▸ **Exercise description**
State how many lines in the entries below contain the string "table", matching case exactly, and give only that number.

▸ **Task material**
————

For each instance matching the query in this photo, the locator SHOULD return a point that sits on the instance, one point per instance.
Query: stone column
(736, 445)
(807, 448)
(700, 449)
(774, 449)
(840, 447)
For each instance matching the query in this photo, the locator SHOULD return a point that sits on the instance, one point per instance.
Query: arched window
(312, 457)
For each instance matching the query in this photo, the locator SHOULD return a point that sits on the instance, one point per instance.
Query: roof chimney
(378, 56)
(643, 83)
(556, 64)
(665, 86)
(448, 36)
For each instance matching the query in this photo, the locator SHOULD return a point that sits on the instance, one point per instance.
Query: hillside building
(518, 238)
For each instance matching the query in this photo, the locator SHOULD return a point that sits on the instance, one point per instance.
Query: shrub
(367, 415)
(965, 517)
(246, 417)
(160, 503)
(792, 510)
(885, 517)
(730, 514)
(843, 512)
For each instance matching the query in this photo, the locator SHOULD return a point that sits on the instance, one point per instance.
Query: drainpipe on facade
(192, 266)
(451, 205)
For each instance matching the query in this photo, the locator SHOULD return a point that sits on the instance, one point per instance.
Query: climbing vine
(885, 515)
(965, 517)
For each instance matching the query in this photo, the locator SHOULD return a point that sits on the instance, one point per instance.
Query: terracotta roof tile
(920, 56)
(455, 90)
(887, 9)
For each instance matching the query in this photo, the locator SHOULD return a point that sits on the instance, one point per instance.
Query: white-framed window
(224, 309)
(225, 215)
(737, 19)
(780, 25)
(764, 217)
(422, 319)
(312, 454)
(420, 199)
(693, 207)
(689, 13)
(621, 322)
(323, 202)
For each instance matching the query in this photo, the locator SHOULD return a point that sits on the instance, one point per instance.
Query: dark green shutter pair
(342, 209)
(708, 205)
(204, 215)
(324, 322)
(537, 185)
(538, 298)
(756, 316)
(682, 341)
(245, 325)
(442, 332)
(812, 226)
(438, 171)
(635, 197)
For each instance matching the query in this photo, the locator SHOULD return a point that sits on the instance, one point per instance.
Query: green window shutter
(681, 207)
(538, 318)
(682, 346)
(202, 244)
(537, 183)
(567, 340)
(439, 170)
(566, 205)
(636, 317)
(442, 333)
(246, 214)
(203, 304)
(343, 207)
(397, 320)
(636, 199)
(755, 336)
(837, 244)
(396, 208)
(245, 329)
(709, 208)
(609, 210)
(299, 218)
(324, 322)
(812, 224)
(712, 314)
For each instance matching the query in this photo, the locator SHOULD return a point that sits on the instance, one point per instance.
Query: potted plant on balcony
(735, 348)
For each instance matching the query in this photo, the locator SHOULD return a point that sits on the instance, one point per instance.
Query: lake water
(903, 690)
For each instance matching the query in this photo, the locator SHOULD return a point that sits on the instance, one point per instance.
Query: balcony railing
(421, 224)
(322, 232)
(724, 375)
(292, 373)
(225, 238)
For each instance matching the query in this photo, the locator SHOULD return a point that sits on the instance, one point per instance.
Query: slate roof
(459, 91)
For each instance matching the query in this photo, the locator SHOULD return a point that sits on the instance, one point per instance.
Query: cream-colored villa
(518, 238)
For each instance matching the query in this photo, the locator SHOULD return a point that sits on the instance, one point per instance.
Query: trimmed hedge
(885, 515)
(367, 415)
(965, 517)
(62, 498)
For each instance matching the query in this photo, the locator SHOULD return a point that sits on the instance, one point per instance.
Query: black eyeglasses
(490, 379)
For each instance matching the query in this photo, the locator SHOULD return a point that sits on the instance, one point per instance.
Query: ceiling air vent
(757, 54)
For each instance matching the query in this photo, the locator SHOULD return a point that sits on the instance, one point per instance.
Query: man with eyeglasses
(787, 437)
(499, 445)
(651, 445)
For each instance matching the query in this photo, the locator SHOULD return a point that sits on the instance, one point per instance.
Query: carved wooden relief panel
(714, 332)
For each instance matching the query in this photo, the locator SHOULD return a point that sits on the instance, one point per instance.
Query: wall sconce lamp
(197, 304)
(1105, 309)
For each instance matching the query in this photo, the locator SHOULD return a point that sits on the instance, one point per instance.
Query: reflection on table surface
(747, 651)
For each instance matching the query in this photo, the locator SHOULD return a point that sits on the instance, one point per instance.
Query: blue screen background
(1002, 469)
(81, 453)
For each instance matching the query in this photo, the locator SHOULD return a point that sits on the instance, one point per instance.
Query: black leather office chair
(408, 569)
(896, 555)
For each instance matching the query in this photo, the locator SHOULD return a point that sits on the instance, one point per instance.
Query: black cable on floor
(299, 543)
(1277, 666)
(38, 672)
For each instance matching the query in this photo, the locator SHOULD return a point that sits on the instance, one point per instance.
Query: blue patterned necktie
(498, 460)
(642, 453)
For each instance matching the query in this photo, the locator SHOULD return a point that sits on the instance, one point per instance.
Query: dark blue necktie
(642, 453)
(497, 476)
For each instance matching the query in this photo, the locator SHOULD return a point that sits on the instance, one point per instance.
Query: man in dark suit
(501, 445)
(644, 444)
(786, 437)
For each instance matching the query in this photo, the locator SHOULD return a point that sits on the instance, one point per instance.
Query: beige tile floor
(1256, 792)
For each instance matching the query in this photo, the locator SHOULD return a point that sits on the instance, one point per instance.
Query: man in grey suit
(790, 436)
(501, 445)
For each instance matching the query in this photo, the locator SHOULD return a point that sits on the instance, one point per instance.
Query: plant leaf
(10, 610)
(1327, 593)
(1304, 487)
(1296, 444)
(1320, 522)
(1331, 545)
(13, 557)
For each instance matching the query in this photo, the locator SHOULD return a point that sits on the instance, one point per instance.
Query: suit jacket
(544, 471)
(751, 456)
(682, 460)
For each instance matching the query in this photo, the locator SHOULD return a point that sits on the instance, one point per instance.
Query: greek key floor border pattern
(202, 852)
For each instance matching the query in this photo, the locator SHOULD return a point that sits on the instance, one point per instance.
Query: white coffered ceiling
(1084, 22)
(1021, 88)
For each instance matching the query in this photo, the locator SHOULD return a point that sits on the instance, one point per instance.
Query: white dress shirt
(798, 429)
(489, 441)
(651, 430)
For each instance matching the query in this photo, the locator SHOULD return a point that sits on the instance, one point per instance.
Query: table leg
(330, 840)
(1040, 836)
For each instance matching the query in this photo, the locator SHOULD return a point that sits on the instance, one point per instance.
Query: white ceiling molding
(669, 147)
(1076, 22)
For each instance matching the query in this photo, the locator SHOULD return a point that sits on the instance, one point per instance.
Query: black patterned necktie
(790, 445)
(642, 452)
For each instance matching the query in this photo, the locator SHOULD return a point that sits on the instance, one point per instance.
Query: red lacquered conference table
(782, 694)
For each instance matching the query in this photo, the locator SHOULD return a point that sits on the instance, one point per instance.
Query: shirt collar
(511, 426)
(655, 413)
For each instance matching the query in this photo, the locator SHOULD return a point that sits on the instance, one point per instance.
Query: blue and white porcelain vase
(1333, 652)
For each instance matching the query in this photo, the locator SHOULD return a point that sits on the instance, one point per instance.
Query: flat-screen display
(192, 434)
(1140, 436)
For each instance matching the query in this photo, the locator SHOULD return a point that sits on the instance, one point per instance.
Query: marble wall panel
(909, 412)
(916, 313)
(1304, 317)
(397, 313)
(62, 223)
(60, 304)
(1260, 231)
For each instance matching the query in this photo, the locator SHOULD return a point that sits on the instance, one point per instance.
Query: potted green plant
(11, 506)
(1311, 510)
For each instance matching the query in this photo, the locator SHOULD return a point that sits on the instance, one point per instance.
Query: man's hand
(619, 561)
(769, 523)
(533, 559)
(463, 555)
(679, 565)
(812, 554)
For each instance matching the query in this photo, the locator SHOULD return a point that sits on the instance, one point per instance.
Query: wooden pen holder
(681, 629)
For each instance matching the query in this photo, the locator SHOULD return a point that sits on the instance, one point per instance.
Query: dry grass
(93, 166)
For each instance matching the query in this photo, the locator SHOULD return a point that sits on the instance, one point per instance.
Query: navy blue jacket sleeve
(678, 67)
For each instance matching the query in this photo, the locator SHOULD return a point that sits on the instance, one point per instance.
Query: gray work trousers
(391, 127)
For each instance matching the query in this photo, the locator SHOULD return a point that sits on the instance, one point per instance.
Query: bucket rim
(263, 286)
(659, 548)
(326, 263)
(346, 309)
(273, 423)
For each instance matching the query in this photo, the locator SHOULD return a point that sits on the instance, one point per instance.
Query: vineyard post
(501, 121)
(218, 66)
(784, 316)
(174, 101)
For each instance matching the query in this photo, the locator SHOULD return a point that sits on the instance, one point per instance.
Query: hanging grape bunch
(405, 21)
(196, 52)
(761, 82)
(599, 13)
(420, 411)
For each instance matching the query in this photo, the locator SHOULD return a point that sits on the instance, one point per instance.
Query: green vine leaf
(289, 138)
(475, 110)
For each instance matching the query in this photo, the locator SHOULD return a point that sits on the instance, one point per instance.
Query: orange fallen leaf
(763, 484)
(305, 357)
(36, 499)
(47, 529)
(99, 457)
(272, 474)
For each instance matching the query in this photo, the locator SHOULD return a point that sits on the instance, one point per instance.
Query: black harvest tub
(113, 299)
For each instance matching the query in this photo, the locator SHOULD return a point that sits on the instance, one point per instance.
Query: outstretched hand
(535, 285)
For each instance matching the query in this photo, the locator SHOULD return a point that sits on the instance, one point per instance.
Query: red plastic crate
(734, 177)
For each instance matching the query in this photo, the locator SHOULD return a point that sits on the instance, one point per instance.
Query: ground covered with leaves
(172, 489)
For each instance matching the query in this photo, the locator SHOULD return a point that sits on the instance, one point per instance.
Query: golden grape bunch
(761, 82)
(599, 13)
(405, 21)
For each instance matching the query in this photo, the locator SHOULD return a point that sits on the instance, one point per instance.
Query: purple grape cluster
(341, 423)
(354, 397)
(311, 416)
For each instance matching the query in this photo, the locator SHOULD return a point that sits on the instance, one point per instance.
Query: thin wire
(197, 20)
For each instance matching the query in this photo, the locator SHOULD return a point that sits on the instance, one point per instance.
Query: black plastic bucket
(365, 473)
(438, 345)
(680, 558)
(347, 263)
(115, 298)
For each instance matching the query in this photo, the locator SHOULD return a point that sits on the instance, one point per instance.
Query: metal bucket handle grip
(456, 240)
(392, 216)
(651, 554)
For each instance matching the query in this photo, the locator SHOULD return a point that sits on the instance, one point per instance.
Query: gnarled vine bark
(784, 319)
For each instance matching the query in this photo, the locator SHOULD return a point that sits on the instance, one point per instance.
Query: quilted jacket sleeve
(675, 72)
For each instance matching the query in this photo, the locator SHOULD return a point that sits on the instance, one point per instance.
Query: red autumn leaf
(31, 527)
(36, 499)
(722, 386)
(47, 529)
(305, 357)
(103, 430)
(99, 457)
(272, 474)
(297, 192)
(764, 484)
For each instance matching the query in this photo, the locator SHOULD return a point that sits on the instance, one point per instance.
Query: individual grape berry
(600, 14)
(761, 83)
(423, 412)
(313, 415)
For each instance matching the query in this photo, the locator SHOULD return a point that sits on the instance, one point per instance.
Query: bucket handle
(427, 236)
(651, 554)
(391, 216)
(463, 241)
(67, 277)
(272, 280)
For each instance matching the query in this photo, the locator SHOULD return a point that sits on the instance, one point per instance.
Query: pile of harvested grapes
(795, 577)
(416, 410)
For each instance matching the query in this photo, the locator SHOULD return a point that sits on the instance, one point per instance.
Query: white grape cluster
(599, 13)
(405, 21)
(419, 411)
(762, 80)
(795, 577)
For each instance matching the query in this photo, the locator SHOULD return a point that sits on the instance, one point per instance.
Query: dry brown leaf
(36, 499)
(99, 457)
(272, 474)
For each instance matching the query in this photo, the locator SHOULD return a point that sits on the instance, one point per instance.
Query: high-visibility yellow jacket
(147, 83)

————

▸ **Correct response**
3